**Task to complete:** Copy out all the records, word for word.

**Items:**

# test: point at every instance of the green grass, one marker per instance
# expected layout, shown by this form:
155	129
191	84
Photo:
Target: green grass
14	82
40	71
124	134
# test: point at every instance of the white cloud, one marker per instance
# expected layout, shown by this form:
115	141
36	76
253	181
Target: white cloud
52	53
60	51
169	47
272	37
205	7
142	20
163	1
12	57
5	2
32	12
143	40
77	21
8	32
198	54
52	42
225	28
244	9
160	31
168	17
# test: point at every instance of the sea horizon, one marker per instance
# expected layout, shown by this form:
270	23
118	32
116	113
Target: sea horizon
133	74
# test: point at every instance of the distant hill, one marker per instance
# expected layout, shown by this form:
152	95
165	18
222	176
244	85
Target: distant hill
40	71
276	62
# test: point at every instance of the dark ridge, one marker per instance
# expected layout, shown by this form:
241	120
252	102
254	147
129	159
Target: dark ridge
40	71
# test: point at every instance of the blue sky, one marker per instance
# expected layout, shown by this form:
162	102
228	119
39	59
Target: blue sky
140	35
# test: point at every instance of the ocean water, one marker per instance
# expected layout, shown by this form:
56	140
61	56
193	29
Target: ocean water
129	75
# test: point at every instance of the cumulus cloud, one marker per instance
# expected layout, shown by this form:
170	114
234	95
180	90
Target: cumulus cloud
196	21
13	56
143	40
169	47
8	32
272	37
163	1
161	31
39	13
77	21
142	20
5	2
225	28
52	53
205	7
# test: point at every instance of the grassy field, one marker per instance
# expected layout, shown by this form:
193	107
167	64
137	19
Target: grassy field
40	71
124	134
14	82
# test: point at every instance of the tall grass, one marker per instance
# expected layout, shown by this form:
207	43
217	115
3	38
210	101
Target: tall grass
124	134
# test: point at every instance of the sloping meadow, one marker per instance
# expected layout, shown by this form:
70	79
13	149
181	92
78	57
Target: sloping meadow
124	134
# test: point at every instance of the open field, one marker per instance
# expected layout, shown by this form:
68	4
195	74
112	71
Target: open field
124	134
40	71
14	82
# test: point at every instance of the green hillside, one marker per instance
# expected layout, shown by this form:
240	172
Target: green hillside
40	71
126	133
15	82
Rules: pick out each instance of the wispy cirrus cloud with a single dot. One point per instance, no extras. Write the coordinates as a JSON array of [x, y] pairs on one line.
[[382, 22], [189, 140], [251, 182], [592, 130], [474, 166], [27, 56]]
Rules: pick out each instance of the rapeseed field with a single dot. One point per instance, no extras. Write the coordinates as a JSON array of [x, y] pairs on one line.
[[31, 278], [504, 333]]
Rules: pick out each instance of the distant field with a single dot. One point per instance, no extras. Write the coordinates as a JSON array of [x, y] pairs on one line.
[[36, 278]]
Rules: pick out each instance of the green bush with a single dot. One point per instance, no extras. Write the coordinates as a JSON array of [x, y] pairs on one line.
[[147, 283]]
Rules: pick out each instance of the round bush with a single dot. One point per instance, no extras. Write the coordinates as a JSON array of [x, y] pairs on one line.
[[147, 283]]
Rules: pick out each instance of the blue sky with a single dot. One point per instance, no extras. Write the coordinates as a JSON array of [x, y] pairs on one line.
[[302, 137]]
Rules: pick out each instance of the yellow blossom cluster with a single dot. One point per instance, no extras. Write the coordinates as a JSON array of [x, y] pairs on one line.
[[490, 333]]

**The output:**
# test: point at every instance of the green grass, one marker per instance
# expected layout, shown by this form:
155	129
191	84
Photo:
Target: green grass
14	82
40	71
124	134
# test: point at every instance of the white cloud, one marker per instance
# expected layout, shown by this form:
115	141
36	76
253	181
Target: white cloud
52	53
60	51
169	47
272	37
205	7
142	20
163	1
12	57
5	2
32	12
143	40
77	21
8	32
198	54
52	42
225	28
244	9
160	31
168	17
# test: point at every instance of the sea horizon, one marker per instance
# expected layout, shown by this form:
270	23
118	32
116	113
Target: sea horizon
133	74
# test: point at every instance of the distant hill, one marker per instance
# expected layout, shown by this form:
152	95
165	18
222	176
244	85
Target: distant hill
40	71
276	62
# test: point at every instance of the dark ridge, one marker per instance
# expected layout, shown by this form:
241	120
252	102
254	147
129	159
Target: dark ridge
40	71
# test: point at every instance of the blue sky, one marker per instance
# expected layout, shown by this form:
162	102
228	119
39	59
Target: blue sky
140	35
# test: point at every instance of the ocean water, one marker per instance
# expected layout, shown by this form:
56	140
61	56
193	29
Target: ocean water
129	75
# test: point at every instance of the cumulus cloud, one marker per instance
# expected layout, shown by this form:
170	114
234	95
180	90
Target: cumulus cloud
196	21
13	56
143	40
169	47
8	32
272	37
163	1
161	31
39	13
77	21
142	20
5	2
225	28
52	53
205	7
# test: point at every instance of the grassy field, one marker per instance
# expected layout, shown by this form:
193	107
167	64
137	19
Target: grassy field
40	71
124	134
14	82
# test: point at every instance of the tall grass, one marker per instance
# expected layout, shown by this form:
207	43
217	115
3	38
210	101
Target: tall grass
124	134
# test: point at every instance of the sloping meadow, one marker per instance
# expected layout, shown by this form:
70	79
13	149
181	92
78	57
Target: sloping meadow
124	134
# test: point at every instance of the open field, one marker per instance
# expected layout, shown by this form:
68	4
195	74
112	71
Target: open field
124	134
40	71
14	82
# test: point at every instance of the green hillside, one marker per instance
# expected layout, shown by this form:
240	172
Target: green hillside
40	71
126	133
15	82
Rules: pick out each instance of the wispy cirrus cloud with a single dot. One point per instance, no extras. Write the coordinates as a JSON array of [x, y] pairs on one line.
[[382, 22], [189, 140], [251, 182], [592, 130], [474, 166], [27, 56]]
Rules: pick out each instance of the rapeseed field with a single dot. One point per instance, no extras. Write the coordinates as a JSON array of [x, y] pairs on one line.
[[31, 278], [504, 333]]
Rules: pick out each instance of the distant field with a single dot. One point per instance, no extras. Write the coordinates as a JSON array of [x, y] pairs on one line.
[[36, 278]]
Rules: pick out each instance of the green bush with a single dot. One point per instance, no extras. Write the coordinates as a JSON array of [x, y] pairs on one line.
[[147, 283]]
Rules: pick out each instance of the round bush with a single dot. One point per instance, no extras. Write the coordinates as a JSON array of [x, y] pairs on one line.
[[147, 283]]
Rules: pick out each instance of the blue sky with a single dot. One point per instance, no extras. Write the coordinates as a JSON array of [x, y] pairs on one line.
[[302, 137]]
Rules: pick out each instance of the yellow blossom cluster with a single dot. One point per instance, no extras. Write the coordinates as a JSON array of [x, y] pairs on one line.
[[490, 333]]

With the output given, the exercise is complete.